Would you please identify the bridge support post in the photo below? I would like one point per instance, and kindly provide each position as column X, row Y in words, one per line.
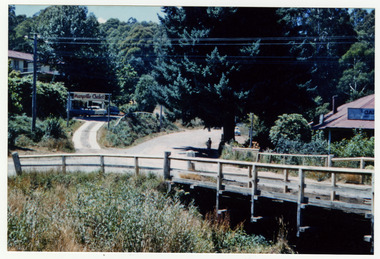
column 253, row 185
column 167, row 165
column 333, row 185
column 301, row 199
column 16, row 162
column 102, row 164
column 219, row 187
column 286, row 179
column 63, row 164
column 137, row 169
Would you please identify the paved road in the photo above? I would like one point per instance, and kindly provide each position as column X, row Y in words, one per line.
column 179, row 143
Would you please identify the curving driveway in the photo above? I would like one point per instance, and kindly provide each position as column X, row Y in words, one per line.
column 85, row 141
column 178, row 143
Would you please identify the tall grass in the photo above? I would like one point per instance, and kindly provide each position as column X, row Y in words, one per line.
column 113, row 213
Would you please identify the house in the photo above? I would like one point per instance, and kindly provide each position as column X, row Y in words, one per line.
column 340, row 122
column 23, row 62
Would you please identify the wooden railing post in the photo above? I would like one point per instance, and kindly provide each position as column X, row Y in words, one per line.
column 64, row 164
column 254, row 181
column 301, row 198
column 333, row 185
column 102, row 164
column 16, row 162
column 167, row 165
column 286, row 179
column 219, row 186
column 250, row 176
column 362, row 165
column 329, row 160
column 137, row 169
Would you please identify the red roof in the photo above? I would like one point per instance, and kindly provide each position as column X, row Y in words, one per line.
column 20, row 55
column 340, row 118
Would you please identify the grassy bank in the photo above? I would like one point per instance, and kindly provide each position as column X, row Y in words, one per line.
column 132, row 129
column 114, row 213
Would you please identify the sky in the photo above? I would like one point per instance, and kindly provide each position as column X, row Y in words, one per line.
column 104, row 12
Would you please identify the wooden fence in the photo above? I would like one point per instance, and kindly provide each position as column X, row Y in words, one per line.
column 248, row 178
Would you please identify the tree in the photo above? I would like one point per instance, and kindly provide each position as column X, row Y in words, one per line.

#####

Produce a verbatim copy of the listing, leaving out all pictures.

Would you please identify the bridge support post in the photo below? I would like one point per instance, and kindly provide each position as column X, row Y in words, one per line.
column 253, row 185
column 167, row 165
column 333, row 185
column 301, row 199
column 16, row 162
column 102, row 164
column 219, row 187
column 286, row 179
column 63, row 164
column 137, row 169
Would you please identify the paved road in the photo above? I would like one point per instance, and kindly provide each position as column X, row Y in words, one per line.
column 179, row 143
Would you please identify the curving driveway in the photo above? I would like one point per instance, and kindly provide each position as column X, row Y in words, one per line.
column 85, row 141
column 178, row 143
Would you please identify the tall grass in the photo above? I would like one point per instance, and kindly provide each position as column X, row Y in words, one per line.
column 113, row 213
Would you please identify the house in the photo above? I would like one point per instance, and kindly provide each position as column X, row Y in words, one per line.
column 340, row 122
column 23, row 62
Would you please identify the wooden railing post in the photo above? I would like one point per instance, and kindly provide each position as column X, row Y in words, one per line.
column 64, row 164
column 254, row 181
column 301, row 198
column 333, row 185
column 102, row 164
column 16, row 162
column 167, row 165
column 286, row 179
column 219, row 186
column 250, row 176
column 362, row 165
column 329, row 160
column 137, row 169
Would you please identify the red roof in the photo above? I would like one point per instance, and kindly provide each position as column X, row Y in words, one per line.
column 20, row 55
column 340, row 118
Would you please identify the grassy bank in the photo above? I would like one point per instance, and kindly provide each position as column X, row Y in words, one per line.
column 132, row 129
column 114, row 213
Would you please identify the sky in the photo above? I would like one point per instance, and kindly provide each position as column X, row Y in words, one per line.
column 104, row 12
Would you please identify the wooden fence in the photo above? I would like one point per instance, and kindly provide each position as column X, row Y in words, one per line.
column 248, row 178
Would you please identify the tree in the photo above? I would like one point per instance, and kindly provide each position as column X, row Y in words, one per line.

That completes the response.